*EXERCISE OBJECTIVE*: Reproduce all entries precisely as they are written.

*EXTRACTED DATA*:
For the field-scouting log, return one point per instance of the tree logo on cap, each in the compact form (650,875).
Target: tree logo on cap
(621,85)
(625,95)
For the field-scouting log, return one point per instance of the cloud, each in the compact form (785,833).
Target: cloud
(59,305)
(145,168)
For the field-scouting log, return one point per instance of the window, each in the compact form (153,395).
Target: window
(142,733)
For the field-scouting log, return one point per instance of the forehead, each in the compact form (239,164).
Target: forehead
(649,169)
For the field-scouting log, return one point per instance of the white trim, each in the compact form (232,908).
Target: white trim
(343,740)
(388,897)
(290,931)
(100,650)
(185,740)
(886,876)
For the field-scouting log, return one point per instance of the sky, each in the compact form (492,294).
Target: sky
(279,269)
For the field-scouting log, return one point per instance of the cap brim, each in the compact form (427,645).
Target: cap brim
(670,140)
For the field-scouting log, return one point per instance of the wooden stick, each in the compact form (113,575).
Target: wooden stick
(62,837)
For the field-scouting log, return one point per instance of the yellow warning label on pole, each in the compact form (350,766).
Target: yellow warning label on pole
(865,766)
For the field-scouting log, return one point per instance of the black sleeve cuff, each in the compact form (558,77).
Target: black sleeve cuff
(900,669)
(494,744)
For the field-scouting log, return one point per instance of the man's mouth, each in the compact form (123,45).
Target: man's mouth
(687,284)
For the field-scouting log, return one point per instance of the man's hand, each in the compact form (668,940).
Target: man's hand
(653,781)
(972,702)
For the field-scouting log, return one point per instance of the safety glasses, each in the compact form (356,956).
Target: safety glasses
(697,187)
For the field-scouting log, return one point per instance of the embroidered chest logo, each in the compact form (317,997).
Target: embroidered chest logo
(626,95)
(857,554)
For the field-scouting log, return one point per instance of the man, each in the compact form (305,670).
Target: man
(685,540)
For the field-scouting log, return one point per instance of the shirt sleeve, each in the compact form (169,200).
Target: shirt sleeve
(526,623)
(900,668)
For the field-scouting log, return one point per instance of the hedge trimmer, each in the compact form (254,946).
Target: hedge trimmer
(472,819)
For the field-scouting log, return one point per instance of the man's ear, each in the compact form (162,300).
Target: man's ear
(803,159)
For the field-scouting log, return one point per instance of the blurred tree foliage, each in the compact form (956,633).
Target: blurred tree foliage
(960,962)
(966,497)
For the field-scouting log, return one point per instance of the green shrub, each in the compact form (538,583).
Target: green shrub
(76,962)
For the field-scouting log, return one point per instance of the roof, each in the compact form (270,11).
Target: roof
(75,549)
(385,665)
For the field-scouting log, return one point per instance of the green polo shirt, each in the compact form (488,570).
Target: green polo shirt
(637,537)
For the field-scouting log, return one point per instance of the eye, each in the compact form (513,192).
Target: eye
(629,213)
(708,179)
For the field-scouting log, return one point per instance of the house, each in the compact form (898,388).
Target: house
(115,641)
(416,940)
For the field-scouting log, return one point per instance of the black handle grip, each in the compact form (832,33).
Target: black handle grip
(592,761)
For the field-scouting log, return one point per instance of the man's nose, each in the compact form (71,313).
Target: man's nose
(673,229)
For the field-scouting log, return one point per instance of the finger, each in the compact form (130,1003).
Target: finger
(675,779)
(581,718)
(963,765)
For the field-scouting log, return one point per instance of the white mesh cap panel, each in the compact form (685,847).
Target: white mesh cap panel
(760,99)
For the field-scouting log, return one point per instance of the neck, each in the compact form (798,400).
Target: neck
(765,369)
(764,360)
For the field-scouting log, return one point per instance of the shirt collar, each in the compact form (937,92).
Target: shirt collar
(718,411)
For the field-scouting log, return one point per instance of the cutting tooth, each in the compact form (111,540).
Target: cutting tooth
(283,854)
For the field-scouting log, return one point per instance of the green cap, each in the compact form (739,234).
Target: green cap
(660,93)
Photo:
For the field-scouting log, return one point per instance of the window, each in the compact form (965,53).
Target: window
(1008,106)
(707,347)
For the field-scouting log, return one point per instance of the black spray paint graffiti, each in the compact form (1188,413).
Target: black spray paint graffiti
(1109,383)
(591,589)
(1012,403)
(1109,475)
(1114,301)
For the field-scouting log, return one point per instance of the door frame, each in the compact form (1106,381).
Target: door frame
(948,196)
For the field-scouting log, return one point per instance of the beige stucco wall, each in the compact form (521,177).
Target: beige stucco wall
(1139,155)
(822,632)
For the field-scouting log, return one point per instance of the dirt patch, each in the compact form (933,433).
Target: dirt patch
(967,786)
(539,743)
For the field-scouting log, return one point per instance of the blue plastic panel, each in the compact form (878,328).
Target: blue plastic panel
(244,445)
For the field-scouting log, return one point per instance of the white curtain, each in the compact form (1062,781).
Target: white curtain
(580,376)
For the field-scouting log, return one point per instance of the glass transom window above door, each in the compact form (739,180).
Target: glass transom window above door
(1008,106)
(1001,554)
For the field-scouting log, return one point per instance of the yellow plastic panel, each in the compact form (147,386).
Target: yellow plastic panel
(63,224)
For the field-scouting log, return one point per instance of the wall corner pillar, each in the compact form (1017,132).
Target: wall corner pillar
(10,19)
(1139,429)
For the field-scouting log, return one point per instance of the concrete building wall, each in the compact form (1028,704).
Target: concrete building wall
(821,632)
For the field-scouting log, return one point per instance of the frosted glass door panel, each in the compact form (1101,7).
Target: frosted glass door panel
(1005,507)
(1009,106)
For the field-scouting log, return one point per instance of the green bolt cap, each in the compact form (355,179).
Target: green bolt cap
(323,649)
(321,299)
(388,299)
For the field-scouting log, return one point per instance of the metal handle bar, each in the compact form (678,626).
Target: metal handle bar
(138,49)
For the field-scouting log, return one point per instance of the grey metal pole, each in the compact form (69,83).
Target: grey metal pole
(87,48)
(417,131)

*TASK ANSWER*:
For the field-scouting log, return one point per instance of the tree logo on cap, each in the compact form (650,875).
Target: tree logo on cap
(621,85)
(625,95)
For the field-scouting log, return one point per instance of the cloud, each in the compact form (785,833).
Target: cloud
(59,305)
(145,168)
For the field-scouting log, return one point per instance of the window, each in the compact form (153,395).
Target: window
(142,733)
For the field-scouting log, return one point per instance of the forehead, each in the compact form (239,164).
Target: forehead
(649,169)
For the field-scouting log, return one point per instance of the white trim, each in the compact form (232,908).
Target: white trim
(343,740)
(388,897)
(290,931)
(100,650)
(185,740)
(886,876)
For the field-scouting log, return one point per instance of the sky, each in the compact form (492,294).
Target: sky
(279,269)
For the field-scouting log, return one point per instance of the cap brim, each in the compact form (427,645).
Target: cap brim
(670,140)
For the field-scouting log, return one point per instance of the wooden stick, each in the compact form (113,575).
Target: wooden stick
(62,837)
For the field-scouting log, return one point per instance of the yellow warning label on pole, each in the compact form (350,766).
Target: yellow warning label on pole
(865,766)
For the field-scouting log, return one point per instance of the black sleeve cuff, each in the compact form (558,77).
Target: black sleeve cuff
(900,669)
(494,744)
For the field-scouting log, return one point per instance of the man's mouth, each in the compact form (123,45).
Target: man's mouth
(687,284)
For the field-scouting log, return one point per instance of the man's hand, each in the compact form (668,940).
Target: man's hand
(653,781)
(972,702)
For the field-scouting log, return one point per instance of the safety glasses, each in the compact form (356,956).
Target: safety glasses
(697,187)
For the field-scouting log, return one point per instance of the embroidered chest logo, each in the compact form (317,997).
Target: embroidered chest logo
(626,95)
(857,554)
For the field-scouting log, return one point per instance of the man, each in the compact form (305,670).
Target: man
(685,540)
For the field-scouting log, return one point per instance of the shirt sleeve, each in the compact form (169,200).
Target: shirt sleeve
(526,623)
(900,668)
For the field-scouting log, return one point per instance of the hedge trimmer, each in the compact form (254,946).
Target: hedge trimmer
(472,819)
For the field-scouting log, return one point per instance of the man's ear, each in the compact form (162,300).
Target: man's ear
(803,159)
For the field-scouting log, return one point per instance of the blurred tree foliage, each in the compact form (956,633).
Target: blurred tree foliage
(960,962)
(966,497)
For the field-scouting log, return one point per instance of the green shrub, each in the compact form (538,583).
Target: green shrub
(76,962)
For the field-scouting log, return one point per instance of the roof, each in the compact form (270,11).
Target: roof
(75,549)
(385,665)
For the field-scouting log, return one point per instance of the green polo shirt, each in the compact form (488,570).
Target: green polo shirt
(637,537)
For the field-scouting log, return one point per instance of the eye, each in the compact form (513,192).
Target: eye
(629,213)
(708,179)
For the field-scouting log, return one point per instance of the house, each in the compact form (898,388).
Target: house
(115,641)
(416,940)
For the field-scouting log, return one point per instance of the black handle grip, each in the compact form (832,33).
Target: black handle grip
(592,761)
For the field-scouting log, return one point per instance of the man's nose, each in the compact form (71,313).
Target: man's nose
(673,229)
For the field-scouting log, return one point per instance of the finger, each in the compact form (130,1003).
Target: finger
(675,779)
(581,718)
(963,765)
For the field-scouting log, return one point per instance of the white mesh cap panel, each in the compact form (685,847).
Target: white mesh cap panel
(760,99)
For the field-scouting log, return one point per instance of the neck, each in the compact form (798,400).
Target: neck
(765,369)
(764,360)
For the field-scouting log, return one point per instance of the shirt collar, each in the compact form (937,92).
Target: shirt collar
(718,411)
For the field-scouting log, return one point per instance of the cutting tooth, each in the compact form (111,540).
Target: cutting tooth
(283,854)
For the field-scouting log, return one point per instance of the green cap, each in the compact form (739,234).
Target: green cap
(660,93)
Photo:
For the field-scouting log, return one point per instance of the window, each in the compact form (965,53).
Target: window
(1008,106)
(707,347)
For the field-scouting log, return one point per instance of the black spray paint graffiti, each in the compact form (1188,413).
Target: black spray paint graffiti
(1109,383)
(591,589)
(1012,403)
(1109,475)
(1114,301)
For the field-scouting log, return one point per instance of the door frame, each in the compact form (1106,381).
Target: door frame
(948,196)
For the field-scouting log, return one point per instance of the beige stucco wall, each in the compact form (521,177).
Target: beige stucco wall
(1139,155)
(822,632)
For the field-scouting log, return one point per instance of the dirt patch, each in the compact form (933,433).
Target: dirt patch
(967,786)
(539,743)
For the field-scouting log, return one point per instance of the blue plastic panel, each in the compact form (878,328).
Target: blue plastic panel
(244,445)
For the field-scouting log, return one point per instance of the white curtain, each in the compact form (1062,781).
Target: white curtain
(580,376)
For the field-scouting log, return one point per instance of the glass transom window above door, each in the compact form (739,180).
Target: glass transom window above door
(1008,106)
(1001,554)
For the field-scouting log, return one point per instance of the yellow plastic panel, each in the compact form (147,386).
Target: yellow plastic panel
(63,224)
For the field-scouting log, return one point per instance of the wall corner pillar, each in the compact form (1017,132).
Target: wall corner pillar
(10,19)
(1139,429)
For the field-scouting log, return one point per instance of the concrete building wall, each in the compact form (1028,704).
Target: concrete building wall
(821,632)
For the field-scouting log, return one point per instance of the frosted glass door panel, each in the compact form (1101,7).
Target: frosted glass door panel
(1005,507)
(1009,106)
For the field-scouting log, return one point per instance of the green bolt cap, each in the compact form (355,179).
Target: green bolt cap
(323,649)
(321,299)
(388,299)
For the field-scouting log, return one point per instance of the metal handle bar, each in the compact form (678,626).
Target: metal handle bar
(138,49)
For the field-scouting log, return one point per instance of the grey metal pole, each in the compact form (69,83).
Target: grey metal pole
(87,48)
(417,131)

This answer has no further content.